■ What is required
The records below are to be restated word for word; their pictures are not.
_ _ _ _ _ _ _
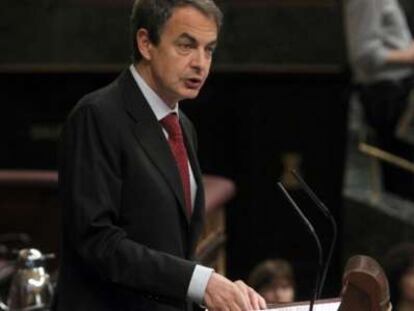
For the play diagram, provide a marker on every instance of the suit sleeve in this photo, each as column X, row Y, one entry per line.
column 91, row 185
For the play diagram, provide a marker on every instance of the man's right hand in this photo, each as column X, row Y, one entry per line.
column 222, row 294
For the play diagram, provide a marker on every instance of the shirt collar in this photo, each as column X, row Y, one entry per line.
column 158, row 106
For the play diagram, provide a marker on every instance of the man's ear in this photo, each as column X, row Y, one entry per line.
column 144, row 43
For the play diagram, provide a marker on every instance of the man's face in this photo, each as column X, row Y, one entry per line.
column 180, row 63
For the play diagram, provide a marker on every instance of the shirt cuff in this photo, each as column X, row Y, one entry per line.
column 198, row 284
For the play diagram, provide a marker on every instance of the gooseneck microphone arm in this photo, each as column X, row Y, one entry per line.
column 334, row 226
column 316, row 238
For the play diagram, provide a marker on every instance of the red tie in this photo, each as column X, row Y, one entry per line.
column 176, row 142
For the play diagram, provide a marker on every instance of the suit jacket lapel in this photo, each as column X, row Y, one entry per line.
column 149, row 134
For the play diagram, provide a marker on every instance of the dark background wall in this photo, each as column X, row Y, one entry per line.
column 96, row 32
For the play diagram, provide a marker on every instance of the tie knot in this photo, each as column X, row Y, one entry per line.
column 172, row 125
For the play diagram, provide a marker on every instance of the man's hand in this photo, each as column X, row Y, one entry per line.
column 222, row 294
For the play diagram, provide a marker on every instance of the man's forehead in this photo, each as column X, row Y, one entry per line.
column 192, row 22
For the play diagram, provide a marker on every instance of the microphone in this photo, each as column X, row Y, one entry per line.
column 334, row 225
column 312, row 231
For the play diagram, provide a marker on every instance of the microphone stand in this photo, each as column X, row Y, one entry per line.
column 334, row 226
column 317, row 241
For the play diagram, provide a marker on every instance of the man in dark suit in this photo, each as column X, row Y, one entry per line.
column 131, row 185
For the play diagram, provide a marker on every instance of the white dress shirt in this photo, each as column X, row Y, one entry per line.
column 201, row 274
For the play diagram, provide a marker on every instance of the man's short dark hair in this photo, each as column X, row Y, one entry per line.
column 153, row 14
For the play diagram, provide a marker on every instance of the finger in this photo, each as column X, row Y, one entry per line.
column 235, row 307
column 244, row 291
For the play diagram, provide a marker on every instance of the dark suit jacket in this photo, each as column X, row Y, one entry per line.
column 127, row 242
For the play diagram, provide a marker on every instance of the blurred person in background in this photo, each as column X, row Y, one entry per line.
column 274, row 280
column 399, row 266
column 381, row 52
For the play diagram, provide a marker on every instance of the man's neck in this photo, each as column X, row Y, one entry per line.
column 146, row 74
column 406, row 305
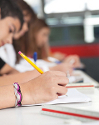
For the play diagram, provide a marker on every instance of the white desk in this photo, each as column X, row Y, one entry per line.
column 32, row 116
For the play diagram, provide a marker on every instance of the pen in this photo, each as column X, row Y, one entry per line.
column 29, row 61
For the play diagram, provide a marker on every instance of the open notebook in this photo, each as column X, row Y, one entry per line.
column 72, row 96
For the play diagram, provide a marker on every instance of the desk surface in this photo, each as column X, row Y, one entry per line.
column 32, row 116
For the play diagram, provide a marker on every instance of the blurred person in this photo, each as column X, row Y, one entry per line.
column 11, row 22
column 29, row 16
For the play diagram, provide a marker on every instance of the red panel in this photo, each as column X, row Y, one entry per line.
column 91, row 50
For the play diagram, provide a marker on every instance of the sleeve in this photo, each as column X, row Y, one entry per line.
column 2, row 63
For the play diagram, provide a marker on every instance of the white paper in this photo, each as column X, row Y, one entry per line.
column 72, row 96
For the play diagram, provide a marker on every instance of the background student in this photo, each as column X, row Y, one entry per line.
column 29, row 91
column 29, row 16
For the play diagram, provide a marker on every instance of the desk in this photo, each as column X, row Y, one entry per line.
column 32, row 116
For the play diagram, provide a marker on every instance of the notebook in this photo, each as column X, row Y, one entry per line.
column 72, row 96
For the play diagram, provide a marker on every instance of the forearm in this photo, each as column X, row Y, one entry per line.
column 8, row 70
column 7, row 97
column 20, row 78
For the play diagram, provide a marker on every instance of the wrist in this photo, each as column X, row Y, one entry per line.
column 26, row 96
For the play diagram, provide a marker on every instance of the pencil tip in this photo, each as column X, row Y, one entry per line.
column 19, row 52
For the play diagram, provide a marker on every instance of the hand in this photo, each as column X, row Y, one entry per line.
column 63, row 67
column 73, row 60
column 44, row 88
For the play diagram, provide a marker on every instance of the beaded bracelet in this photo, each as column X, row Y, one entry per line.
column 18, row 94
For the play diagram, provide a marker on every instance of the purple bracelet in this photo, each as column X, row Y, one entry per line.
column 18, row 94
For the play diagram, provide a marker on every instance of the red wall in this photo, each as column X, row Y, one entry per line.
column 89, row 50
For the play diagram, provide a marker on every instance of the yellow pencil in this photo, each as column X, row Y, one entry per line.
column 29, row 61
_ _ _ _ _ _ _
■ Answer box
For the play diagram, provide a marker on every instance of the suit sleeve in this photo, each as column X, row Y, one entry per line.
column 91, row 185
For the play diagram, provide a marker on every instance of the man's right hand in this photo, each as column X, row Y, one entry per line.
column 222, row 294
For the play diagram, provide a marker on every instance of the shirt collar in this photo, each as column X, row Y, one entry per line.
column 158, row 106
For the play diagram, provide a marker on every instance of the man's ear in this photo, each as column X, row Y, one entry per line.
column 144, row 43
For the play diagram, provide a marker on every instance of the man's face in this photo, each as column X, row Y, one entry per line.
column 180, row 63
For the play diagram, provide a marker on every instance of the shirt cuff in this photo, each as column X, row Y, one entry per line.
column 198, row 284
For the play diagram, provide a marker on every instance of the gooseneck microphone arm in this photo, each as column X, row Y, one entry per line.
column 334, row 226
column 316, row 238
For the play diagram, provide a marker on every instance of the red tie in this photo, each as column X, row Y, one entry per line.
column 176, row 142
For the play diagram, provide a marker on every instance of the suit jacket lapel in this photo, each as column X, row Y, one entry per line.
column 149, row 134
For the play diagram, provide a marker on every instance of the dark background wall in this photo, each as column X, row Y, one entry per line.
column 96, row 32
For the play diagram, provide a marker on every instance of the tie knot in this photo, each as column X, row Y, one entry per line.
column 172, row 125
For the play diagram, provide a marker on every instance of the man's hand in this photo, each as column X, row Y, one entry per line.
column 222, row 294
For the play diagram, provide a marker on every instance of the man's forehead in this photo, each as column X, row Y, one entry per line.
column 192, row 22
For the play diagram, provide a marker on every instance of the microphone in this photo, each as column X, row Y, one entry per line.
column 334, row 225
column 312, row 231
For the play diagram, provide a marker on every instance of the microphone stand in this photo, each as column X, row Y, one entry per line.
column 334, row 226
column 317, row 241
For the play diagram, provide a marker on every instance of the man in dark suit in this photo, each as column X, row Y, one entry per line.
column 131, row 185
For the play diagram, provide a marker on every instance of the white dress shirt in this photo, each as column X, row Y, one entry per line.
column 201, row 274
For the play diagram, provide a marker on every instance of the man's short dark hair in this photo, each as column X, row Y, one entry per line.
column 153, row 14
For the play diagram, provide a marker on every instance of the finger in this photo, each as column X, row Y, one entry per line.
column 235, row 307
column 244, row 291
For the play diagram, provide a marker on every instance of the dark suit jacket in this photo, each as column X, row Y, one entry per line.
column 127, row 242
For the play diagram, provide a marker on every instance of the blurred person in background in this photo, each as column X, row Y, one entry per line.
column 274, row 280
column 399, row 266
column 381, row 52
For the play diagram, provide a marker on every instance of the man's neck in this photo, each as column X, row Y, one entry per line.
column 146, row 74
column 406, row 305
For the play diagram, provide a marker on every instance of the white desk in this photo, each as column X, row Y, one entry per line.
column 32, row 116
For the play diagram, provide a marker on every instance of the pen in this photo, each as column X, row Y, one entry per line.
column 29, row 61
For the play diagram, provide a marker on every instance of the open notebook in this photo, each as column X, row Y, one entry per line.
column 72, row 96
For the play diagram, provide a marker on every instance of the desk surface in this photo, each as column X, row Y, one entry per line.
column 32, row 116
For the play diagram, provide a marker on every instance of the blurred person in this photo, each as column X, row Y, one entry per line.
column 11, row 22
column 29, row 16
For the play diagram, provide a marker on every instance of the red panel in this photo, each as column X, row Y, one entry per line.
column 91, row 50
For the play diagram, provide a marker on every instance of the sleeve in this photo, each as column X, row Y, one entry per line.
column 2, row 63
For the play diagram, provide a marker on every instance of the white paper in this photo, each as column X, row Y, one entry per line.
column 72, row 96
For the play diagram, provide a marker on every instance of the background student in this photo, each as column X, row Y, one entry per line.
column 29, row 91
column 29, row 16
For the play diagram, provide a marker on every instance of the desk in this photo, each as column X, row Y, one entry per line.
column 32, row 116
For the play diagram, provide a marker on every instance of the notebook in this photo, each as column X, row Y, one entry per line.
column 72, row 96
For the play diagram, provide a marker on every instance of the forearm in this photo, each as column X, row Y, one entry per line.
column 8, row 70
column 7, row 97
column 20, row 78
For the play diagram, provide a marker on every instance of the wrist in this photo, each as column X, row Y, one entry per line.
column 26, row 96
For the play diagram, provide a marker on every instance of the pencil tip in this photo, each as column X, row Y, one entry per line.
column 19, row 52
For the play diagram, provide a marker on every instance of the hand in this photo, each as column X, row Y, one entry per line.
column 63, row 67
column 73, row 60
column 44, row 88
For the play diagram, provide a marker on every instance of the beaded bracelet in this photo, each as column X, row Y, one entry per line.
column 18, row 94
For the play diagram, provide a marker on every instance of the purple bracelet in this photo, each as column X, row Y, one entry per line.
column 18, row 94
For the play diagram, provide a marker on every instance of the red wall in this photo, each as column X, row Y, one entry per line.
column 89, row 50
For the play diagram, provide a marker on every instance of the yellow pencil in this photo, each as column X, row Y, one entry per line.
column 29, row 61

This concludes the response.